A verbatim copy of the records is required, with all pictures left out.

++++

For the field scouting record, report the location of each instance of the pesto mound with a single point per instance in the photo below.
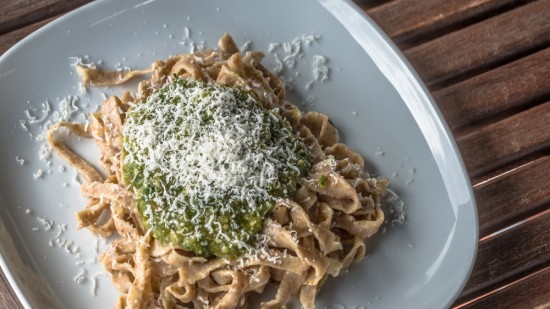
(206, 163)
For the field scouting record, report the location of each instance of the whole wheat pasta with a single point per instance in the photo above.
(316, 233)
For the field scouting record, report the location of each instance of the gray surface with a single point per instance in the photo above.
(372, 97)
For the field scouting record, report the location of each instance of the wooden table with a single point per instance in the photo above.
(487, 64)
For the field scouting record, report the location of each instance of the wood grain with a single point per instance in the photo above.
(513, 196)
(20, 13)
(503, 89)
(519, 294)
(509, 255)
(9, 39)
(7, 296)
(482, 46)
(506, 140)
(408, 24)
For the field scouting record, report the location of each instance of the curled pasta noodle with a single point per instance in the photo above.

++++

[Output of the task]:
For the field scouting record, report the location of each instance of the pesto mound with a single point per instance in the photo below.
(206, 163)
For the field scouting record, report the location of each instance of the whole wheat pasta with a single point per instance in the photo above.
(316, 233)
For the field scouting record, report the location of each instance of the gray surface with a single point per instance in the photo above.
(372, 97)
For the field scouting record, report the location of each instance of the wooden table with a single point per instance in the photo above.
(487, 64)
For the field scouting record, report the location of each instance of the wood grain with a single point per instance in the photo above.
(513, 196)
(20, 13)
(503, 89)
(519, 294)
(509, 255)
(9, 39)
(7, 296)
(482, 46)
(506, 140)
(408, 24)
For the field scouting record, report the location of each instance of the curled pasta noodle with a single point per instance in the photo above.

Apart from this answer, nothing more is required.